▶ WORK TO COMPLETE
Read each line of the material and note whether it contains "foot". Give the number of such lines and nothing else.

___ PROVIDED RECORDS

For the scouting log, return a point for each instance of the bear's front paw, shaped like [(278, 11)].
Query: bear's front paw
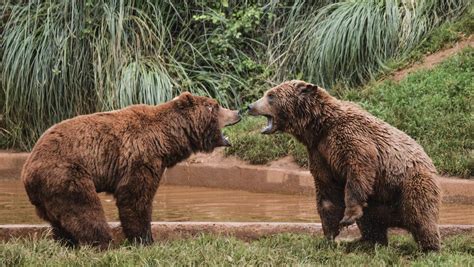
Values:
[(351, 215)]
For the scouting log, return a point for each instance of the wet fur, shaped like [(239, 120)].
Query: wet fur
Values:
[(365, 170), (122, 152)]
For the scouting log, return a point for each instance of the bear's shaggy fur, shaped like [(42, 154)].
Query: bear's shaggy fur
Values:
[(365, 170), (123, 152)]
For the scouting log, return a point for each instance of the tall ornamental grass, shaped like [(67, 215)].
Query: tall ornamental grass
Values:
[(64, 58), (349, 42)]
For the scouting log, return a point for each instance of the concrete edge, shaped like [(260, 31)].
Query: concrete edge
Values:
[(247, 231), (252, 178)]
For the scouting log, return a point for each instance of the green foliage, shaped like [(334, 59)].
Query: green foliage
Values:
[(350, 41), (445, 35), (434, 107), (62, 58), (281, 249), (65, 58)]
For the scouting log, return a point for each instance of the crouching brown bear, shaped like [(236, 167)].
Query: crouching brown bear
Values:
[(123, 152), (365, 170)]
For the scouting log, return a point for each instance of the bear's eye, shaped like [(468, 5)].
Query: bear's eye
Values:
[(271, 97)]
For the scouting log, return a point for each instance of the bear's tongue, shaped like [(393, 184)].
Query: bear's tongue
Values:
[(268, 129), (225, 140)]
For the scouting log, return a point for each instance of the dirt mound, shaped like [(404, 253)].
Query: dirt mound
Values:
[(432, 60)]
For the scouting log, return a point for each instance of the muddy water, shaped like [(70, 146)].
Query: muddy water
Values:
[(179, 203)]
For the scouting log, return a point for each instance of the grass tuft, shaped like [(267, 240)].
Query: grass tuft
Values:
[(281, 249)]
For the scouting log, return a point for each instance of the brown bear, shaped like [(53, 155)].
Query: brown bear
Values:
[(365, 170), (123, 152)]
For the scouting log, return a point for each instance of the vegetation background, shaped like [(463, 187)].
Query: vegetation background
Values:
[(65, 58)]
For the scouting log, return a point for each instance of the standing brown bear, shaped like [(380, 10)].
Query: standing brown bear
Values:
[(123, 152), (365, 170)]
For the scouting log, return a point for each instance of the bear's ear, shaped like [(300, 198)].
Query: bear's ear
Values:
[(307, 88), (186, 98)]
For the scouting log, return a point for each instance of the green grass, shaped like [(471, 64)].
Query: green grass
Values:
[(433, 106), (446, 35), (282, 249), (350, 42), (65, 58)]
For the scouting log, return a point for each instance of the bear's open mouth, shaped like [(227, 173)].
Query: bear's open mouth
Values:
[(225, 140), (270, 127)]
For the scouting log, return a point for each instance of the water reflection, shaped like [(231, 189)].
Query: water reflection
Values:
[(179, 203)]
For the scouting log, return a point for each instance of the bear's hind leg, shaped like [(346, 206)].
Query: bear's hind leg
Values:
[(76, 214), (134, 196), (420, 211), (372, 226)]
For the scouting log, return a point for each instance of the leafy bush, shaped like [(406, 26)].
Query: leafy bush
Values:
[(64, 58)]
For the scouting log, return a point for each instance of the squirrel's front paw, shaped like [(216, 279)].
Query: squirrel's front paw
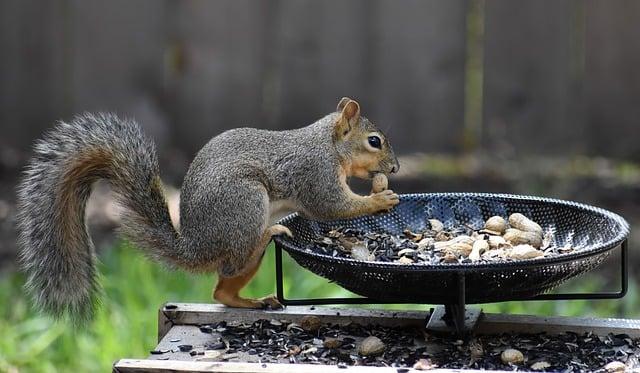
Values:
[(385, 200)]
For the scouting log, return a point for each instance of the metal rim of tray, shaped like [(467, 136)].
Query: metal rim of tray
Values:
[(621, 235)]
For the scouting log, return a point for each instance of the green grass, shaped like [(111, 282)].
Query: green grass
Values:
[(125, 325)]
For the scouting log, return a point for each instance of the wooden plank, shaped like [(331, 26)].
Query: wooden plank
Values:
[(197, 313), (136, 365), (531, 89), (612, 82), (504, 323), (202, 313)]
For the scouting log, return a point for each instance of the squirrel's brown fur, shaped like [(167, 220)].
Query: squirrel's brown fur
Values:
[(224, 204)]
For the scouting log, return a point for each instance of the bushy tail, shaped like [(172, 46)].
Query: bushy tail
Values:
[(56, 251)]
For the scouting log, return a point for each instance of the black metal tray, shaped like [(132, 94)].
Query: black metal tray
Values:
[(592, 231)]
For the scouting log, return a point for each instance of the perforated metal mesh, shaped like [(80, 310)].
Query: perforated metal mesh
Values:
[(591, 231)]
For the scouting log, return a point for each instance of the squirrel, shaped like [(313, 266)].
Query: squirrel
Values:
[(225, 199)]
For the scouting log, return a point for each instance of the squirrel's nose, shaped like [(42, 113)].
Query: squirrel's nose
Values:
[(396, 167)]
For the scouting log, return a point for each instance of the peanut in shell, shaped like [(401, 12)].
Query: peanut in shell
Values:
[(521, 222), (518, 237), (379, 183)]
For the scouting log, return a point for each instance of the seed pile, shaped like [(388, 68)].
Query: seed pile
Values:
[(500, 239), (313, 342)]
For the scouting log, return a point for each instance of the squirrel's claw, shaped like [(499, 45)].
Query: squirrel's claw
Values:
[(271, 302), (279, 229)]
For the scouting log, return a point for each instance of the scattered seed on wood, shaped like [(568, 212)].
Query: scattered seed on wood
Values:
[(263, 342), (540, 365), (511, 356), (310, 323), (615, 367), (371, 346)]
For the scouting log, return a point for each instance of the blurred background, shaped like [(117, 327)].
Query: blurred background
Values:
[(528, 97)]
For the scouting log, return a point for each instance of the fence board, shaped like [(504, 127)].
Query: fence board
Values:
[(530, 90), (320, 54), (612, 81), (418, 72), (116, 60), (31, 68), (218, 84)]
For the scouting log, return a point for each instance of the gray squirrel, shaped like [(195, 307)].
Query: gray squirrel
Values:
[(224, 203)]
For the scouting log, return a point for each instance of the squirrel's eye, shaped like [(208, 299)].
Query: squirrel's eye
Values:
[(375, 142)]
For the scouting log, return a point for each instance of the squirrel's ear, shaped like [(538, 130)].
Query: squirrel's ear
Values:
[(348, 117), (342, 103)]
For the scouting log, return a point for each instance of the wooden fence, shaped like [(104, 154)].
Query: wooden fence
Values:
[(524, 77)]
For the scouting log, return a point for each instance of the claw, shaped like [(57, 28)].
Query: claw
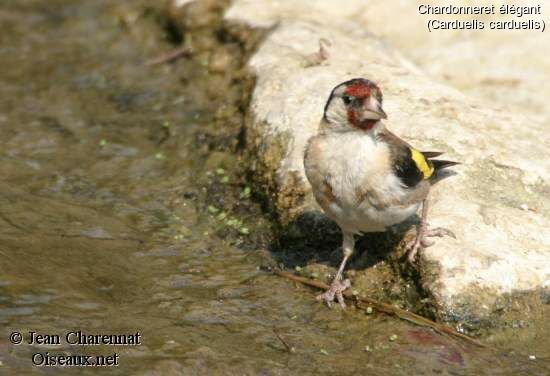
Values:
[(335, 291)]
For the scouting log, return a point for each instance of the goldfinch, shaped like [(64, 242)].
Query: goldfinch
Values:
[(364, 177)]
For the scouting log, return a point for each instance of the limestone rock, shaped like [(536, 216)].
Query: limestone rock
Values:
[(497, 204)]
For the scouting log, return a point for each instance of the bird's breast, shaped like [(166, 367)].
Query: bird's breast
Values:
[(355, 172)]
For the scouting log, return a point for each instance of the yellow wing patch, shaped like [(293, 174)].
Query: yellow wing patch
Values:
[(426, 168)]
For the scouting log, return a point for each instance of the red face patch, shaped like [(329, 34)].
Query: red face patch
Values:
[(358, 90)]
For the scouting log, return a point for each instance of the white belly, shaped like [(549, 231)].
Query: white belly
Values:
[(352, 163)]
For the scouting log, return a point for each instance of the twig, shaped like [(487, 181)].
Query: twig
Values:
[(386, 308), (289, 348), (169, 56)]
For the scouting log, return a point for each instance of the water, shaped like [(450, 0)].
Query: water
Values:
[(124, 209)]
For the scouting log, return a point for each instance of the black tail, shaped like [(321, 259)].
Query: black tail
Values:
[(437, 163)]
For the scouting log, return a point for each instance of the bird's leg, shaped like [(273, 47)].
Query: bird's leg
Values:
[(338, 286), (423, 233)]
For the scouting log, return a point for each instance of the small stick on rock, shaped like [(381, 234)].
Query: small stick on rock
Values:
[(170, 56), (386, 308)]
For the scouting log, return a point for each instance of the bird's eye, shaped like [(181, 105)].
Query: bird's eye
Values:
[(347, 99)]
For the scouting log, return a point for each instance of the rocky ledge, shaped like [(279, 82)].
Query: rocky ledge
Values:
[(497, 204)]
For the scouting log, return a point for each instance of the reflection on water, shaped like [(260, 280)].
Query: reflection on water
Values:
[(104, 163)]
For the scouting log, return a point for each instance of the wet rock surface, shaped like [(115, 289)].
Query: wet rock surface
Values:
[(496, 203)]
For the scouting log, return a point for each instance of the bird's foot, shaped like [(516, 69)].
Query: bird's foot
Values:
[(421, 239), (335, 290)]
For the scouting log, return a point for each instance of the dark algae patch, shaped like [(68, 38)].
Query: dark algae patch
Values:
[(127, 205)]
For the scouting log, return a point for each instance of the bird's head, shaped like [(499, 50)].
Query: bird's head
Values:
[(354, 104)]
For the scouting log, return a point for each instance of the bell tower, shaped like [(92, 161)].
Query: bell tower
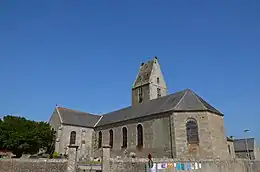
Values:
[(149, 83)]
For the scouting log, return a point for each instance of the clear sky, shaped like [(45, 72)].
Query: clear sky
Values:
[(86, 54)]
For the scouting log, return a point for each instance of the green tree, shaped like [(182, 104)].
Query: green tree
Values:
[(20, 135)]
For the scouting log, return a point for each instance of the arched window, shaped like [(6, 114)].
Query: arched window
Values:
[(192, 131), (111, 138), (99, 139), (73, 137), (139, 135), (124, 130)]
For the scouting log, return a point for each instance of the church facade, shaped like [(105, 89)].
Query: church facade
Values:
[(178, 125)]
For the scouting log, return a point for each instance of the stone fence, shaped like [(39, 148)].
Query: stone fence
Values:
[(169, 165), (30, 165)]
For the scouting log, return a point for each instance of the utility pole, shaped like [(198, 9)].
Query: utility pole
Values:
[(247, 150)]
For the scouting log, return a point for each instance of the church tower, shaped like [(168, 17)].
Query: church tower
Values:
[(149, 83)]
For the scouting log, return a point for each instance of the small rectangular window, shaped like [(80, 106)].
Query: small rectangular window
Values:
[(158, 80), (159, 92), (229, 150)]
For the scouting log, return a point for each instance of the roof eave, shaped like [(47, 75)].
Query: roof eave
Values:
[(76, 125), (202, 110), (103, 125)]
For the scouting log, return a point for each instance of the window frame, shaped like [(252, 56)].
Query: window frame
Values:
[(73, 136), (100, 139), (111, 138), (124, 137), (140, 136), (192, 131)]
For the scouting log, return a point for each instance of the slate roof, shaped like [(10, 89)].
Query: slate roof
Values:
[(73, 117), (240, 144), (144, 73), (185, 100), (182, 101)]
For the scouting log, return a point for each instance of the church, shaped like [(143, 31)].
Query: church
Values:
[(177, 125)]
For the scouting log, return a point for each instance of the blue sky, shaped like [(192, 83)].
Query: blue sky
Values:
[(86, 54)]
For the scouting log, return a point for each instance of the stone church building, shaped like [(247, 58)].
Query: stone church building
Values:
[(178, 125)]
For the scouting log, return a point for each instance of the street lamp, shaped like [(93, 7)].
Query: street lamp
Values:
[(247, 150)]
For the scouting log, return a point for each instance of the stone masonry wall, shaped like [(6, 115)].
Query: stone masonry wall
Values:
[(206, 166), (213, 141), (204, 149), (156, 137), (83, 139), (19, 165)]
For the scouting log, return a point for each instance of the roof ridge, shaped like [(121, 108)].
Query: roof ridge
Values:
[(57, 109), (78, 111), (185, 92)]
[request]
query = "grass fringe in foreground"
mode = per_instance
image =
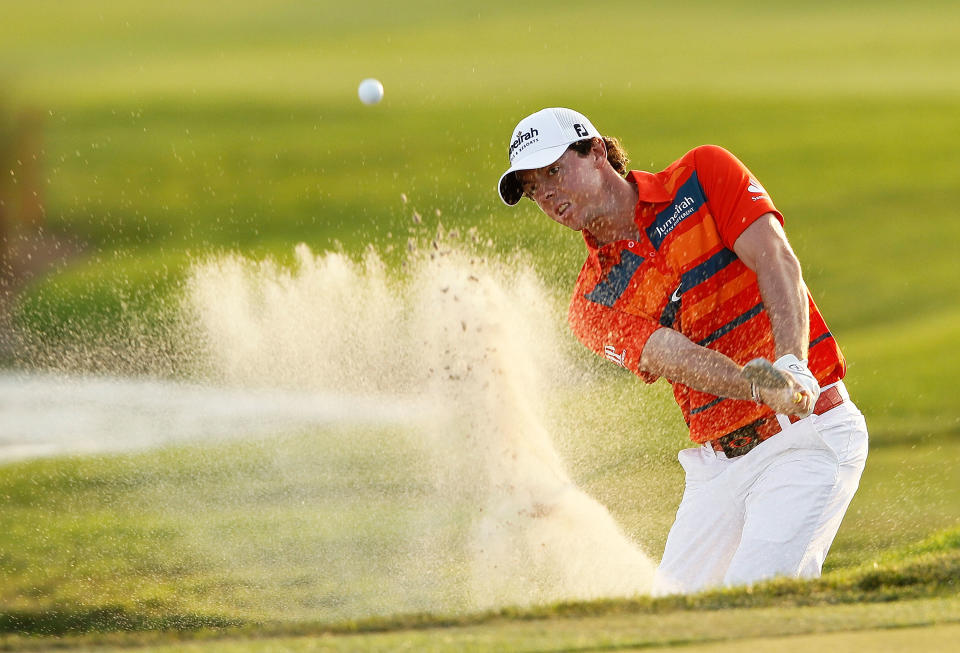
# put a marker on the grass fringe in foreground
(927, 569)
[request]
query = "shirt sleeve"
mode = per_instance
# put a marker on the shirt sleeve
(613, 334)
(735, 197)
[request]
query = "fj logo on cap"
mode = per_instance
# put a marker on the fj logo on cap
(522, 138)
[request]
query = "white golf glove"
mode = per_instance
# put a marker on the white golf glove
(801, 373)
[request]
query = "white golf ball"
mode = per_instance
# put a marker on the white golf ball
(370, 91)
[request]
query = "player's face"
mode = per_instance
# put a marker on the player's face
(565, 190)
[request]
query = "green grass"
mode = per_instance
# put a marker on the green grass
(171, 131)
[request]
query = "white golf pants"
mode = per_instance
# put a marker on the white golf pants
(772, 512)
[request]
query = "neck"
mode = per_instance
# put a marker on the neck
(614, 220)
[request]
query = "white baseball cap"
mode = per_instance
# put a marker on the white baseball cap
(537, 141)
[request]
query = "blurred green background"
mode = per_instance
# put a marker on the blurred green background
(169, 131)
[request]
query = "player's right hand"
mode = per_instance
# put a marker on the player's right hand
(779, 388)
(793, 399)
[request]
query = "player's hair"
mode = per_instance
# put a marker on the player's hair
(616, 155)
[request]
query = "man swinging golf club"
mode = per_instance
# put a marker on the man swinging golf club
(689, 276)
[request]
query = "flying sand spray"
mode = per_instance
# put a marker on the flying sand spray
(474, 341)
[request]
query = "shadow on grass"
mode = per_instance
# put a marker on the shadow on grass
(67, 621)
(927, 569)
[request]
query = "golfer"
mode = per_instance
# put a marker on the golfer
(689, 276)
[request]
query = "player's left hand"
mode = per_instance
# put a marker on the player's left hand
(797, 371)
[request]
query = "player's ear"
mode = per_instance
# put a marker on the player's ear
(598, 149)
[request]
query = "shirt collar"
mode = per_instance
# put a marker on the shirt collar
(650, 190)
(649, 187)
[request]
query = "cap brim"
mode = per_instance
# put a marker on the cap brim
(509, 187)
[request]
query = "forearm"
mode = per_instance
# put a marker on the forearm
(763, 247)
(670, 354)
(785, 299)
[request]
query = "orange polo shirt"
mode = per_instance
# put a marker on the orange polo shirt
(683, 274)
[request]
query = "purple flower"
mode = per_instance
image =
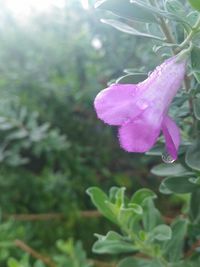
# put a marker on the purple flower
(140, 110)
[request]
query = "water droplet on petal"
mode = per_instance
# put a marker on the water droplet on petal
(167, 158)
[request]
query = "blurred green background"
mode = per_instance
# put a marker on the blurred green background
(53, 62)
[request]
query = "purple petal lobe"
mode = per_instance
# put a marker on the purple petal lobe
(172, 136)
(140, 134)
(118, 103)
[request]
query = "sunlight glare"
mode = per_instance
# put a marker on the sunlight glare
(24, 8)
(85, 4)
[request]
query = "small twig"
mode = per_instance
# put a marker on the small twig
(23, 246)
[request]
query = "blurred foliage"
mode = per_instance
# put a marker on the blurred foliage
(52, 147)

______

▶ EXPECTED OUTPUT
2